• SHORT TASK:
Restate the whole listing exactly.

Point labeling examples:
****************************************

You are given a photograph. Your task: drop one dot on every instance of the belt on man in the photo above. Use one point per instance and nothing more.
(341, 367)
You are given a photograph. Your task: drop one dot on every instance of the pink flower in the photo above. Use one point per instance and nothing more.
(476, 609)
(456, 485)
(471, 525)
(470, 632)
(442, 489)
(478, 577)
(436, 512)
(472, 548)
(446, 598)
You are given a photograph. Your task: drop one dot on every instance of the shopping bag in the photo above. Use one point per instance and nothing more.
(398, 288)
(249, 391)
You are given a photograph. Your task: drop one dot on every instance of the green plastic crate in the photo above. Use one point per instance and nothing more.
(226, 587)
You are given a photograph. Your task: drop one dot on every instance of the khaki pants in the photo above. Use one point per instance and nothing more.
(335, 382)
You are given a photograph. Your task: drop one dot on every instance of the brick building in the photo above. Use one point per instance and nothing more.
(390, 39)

****************************************

• EXERCISE ANSWER:
You are given a photograph. Your task: drop one dot on every instance of the belt on man in the photo above. Use one point per instance and nothing more.
(341, 367)
You are given a photograph. Your task: drop one dot on every instance of the pink flower in the photo above. Use one point per instance and nothing more.
(476, 609)
(456, 485)
(471, 525)
(470, 632)
(442, 489)
(478, 577)
(436, 512)
(472, 548)
(446, 598)
You are given a photograph. Your task: drop one dot on every instance of the shopping bag in the photo above. Use one point per instance and nothing more.
(398, 288)
(249, 391)
You are given a photograph. Your task: drop one dot on every instance of the green plastic crate in the photo above. Use one point per instance and nothing more.
(226, 587)
You are given a photograph. Your task: drop one dot on every instance of the khaki pants in the photo above. Use one point per instance and nothing more.
(335, 382)
You are given a photograph. Your task: drop one dot on every instance of the brick building in the photo above. Use one point per instance and nothing more.
(390, 39)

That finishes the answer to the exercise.